> [What is needed]
The entries below contain pictures. Retype everything except those pictures, exactly as given.

Segment Start: Material for the task

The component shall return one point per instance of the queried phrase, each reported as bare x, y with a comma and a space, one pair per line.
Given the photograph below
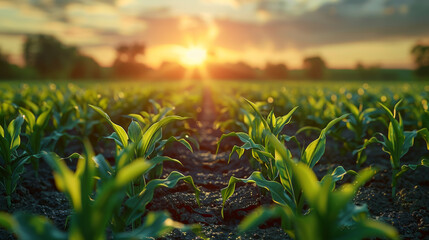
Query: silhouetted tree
126, 64
85, 67
420, 53
49, 56
314, 67
239, 70
6, 70
276, 71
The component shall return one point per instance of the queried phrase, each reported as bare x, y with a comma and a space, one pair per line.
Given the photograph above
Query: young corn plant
279, 180
331, 213
396, 144
11, 162
92, 211
130, 214
255, 139
34, 133
358, 122
148, 140
146, 143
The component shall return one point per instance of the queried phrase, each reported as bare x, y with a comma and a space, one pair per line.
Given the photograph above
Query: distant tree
420, 53
49, 56
314, 67
85, 67
239, 70
276, 71
126, 64
171, 70
6, 70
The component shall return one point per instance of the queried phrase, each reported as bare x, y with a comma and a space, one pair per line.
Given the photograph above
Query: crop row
109, 194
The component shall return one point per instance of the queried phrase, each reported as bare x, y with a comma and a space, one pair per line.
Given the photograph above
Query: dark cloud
341, 22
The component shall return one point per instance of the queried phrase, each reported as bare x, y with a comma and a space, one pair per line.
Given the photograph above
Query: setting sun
194, 56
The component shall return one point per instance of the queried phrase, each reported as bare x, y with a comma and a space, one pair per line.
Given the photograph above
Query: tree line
45, 57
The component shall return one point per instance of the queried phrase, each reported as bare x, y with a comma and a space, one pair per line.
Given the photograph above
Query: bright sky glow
193, 56
254, 31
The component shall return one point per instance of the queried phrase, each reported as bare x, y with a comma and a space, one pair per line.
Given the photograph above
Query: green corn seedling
280, 180
396, 144
331, 214
92, 211
35, 134
148, 140
134, 208
12, 162
358, 121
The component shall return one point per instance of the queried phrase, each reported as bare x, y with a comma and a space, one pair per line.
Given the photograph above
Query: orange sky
343, 32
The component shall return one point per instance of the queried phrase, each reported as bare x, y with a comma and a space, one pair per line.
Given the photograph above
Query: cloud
332, 24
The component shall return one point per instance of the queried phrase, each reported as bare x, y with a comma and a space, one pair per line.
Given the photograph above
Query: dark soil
408, 212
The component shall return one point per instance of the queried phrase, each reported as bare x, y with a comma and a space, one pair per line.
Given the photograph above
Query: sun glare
194, 56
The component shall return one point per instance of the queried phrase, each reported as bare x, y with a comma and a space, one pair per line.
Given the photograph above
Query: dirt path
211, 173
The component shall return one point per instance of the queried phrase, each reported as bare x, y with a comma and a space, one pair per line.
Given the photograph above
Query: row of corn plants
309, 208
107, 200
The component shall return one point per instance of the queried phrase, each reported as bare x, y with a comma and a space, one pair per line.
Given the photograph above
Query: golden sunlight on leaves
193, 56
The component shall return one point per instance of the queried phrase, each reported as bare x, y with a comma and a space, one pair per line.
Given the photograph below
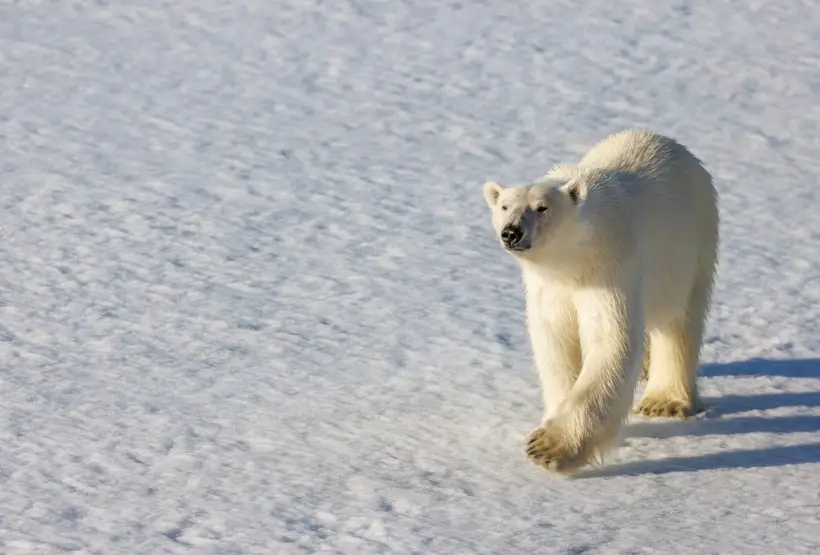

Segment End: Material for the task

> [The completed task]
The component shall return one point per instance of the queried phrase, each reported as bare x, y with a comma and a space, one pair per line.
Given the photograph below
Query: silhouetted tree
126, 64
85, 67
420, 53
49, 56
314, 67
239, 70
6, 70
276, 71
The component shall return one point per instance of the queried phrase, each reported as bare x, y with a comma and a space, one pair per line.
Given the photograph above
Query: young corn plant
279, 180
331, 213
396, 144
11, 162
92, 211
130, 214
255, 139
34, 133
358, 122
148, 140
146, 143
The component shall return one point per instance of the queried phrase, each reported as bare x, y with a comma and a space, one pair per line.
Given the photograph above
Query: distant tree
420, 53
49, 56
314, 67
85, 67
239, 70
276, 71
126, 64
171, 70
6, 70
The component shall return one point per instance of the queried phrase, each reported as bare x, y with a comma and a space, one pair per line.
Given the photograph above
Query: crop row
109, 194
The component shall return one point per instance of the queried phrase, each reported as bare x, y with a comma and a space, one pair per line.
Given the photograph above
Query: dark cloud
341, 22
The component shall return one point per instance of the queried phrase, each reported as bare x, y with a comma and a space, one pair per line.
Given the photograph above
Query: setting sun
194, 56
The component shall return one point per instance of the queried phrase, each reported as bare x, y with a comma and a space, one pair per line.
Given the photograph above
Query: tree line
45, 57
The component shall return one point per instance of the queried phrase, each reported as bare x, y with a comma and a space, one pair per line.
Given the photograph above
Query: bright sky glow
193, 56
254, 31
The component shall return one point per instance of the queried phrase, each reported as bare x, y with a comma and a space, one pair per line.
Given the photograph above
Query: green corn seedling
280, 180
396, 144
331, 214
92, 211
35, 134
148, 140
134, 208
12, 162
358, 121
The component shall return one point per instance of the queried phrase, each reported as bare x, y with a comma and a space, one pair per line.
Given the photograph above
Query: orange sky
343, 32
The component shall return one point per instance of the queried phrase, each reported as bare x, y with a comma and a space, one pair per line.
Given the photograph above
Query: cloud
332, 24
The component shall return one point per instance of the queried phrase, each reported as bare x, y with a comma and a space, one pair per line.
Given the photograph above
Query: dark soil
408, 212
The component shall return one point per instance of the queried phrase, each reported as bare x, y with a comma and a space, one pair per line.
Given the photograph above
Query: sun glare
194, 56
The component shall return one point per instance of the queried phrase, each reported as bare x, y with a comma and a space, one pair per line.
Given the photograph above
Query: dirt path
211, 173
The component shall return one point per instance of the queried phrase, each reported as bare x, y with a comma and a space, one pair per line.
Given the photograph above
Query: row of corn plants
309, 208
107, 200
The component shall return one point per instance of the queried phrase, each reported as bare x, y with a comma and a space, one pair per line.
Given the photograph above
Query: golden sunlight on leaves
193, 56
The component shall return one point per instance of the queried phrase, each reported as bare x, y with a comma and a space, one pair per line.
Given the photograph below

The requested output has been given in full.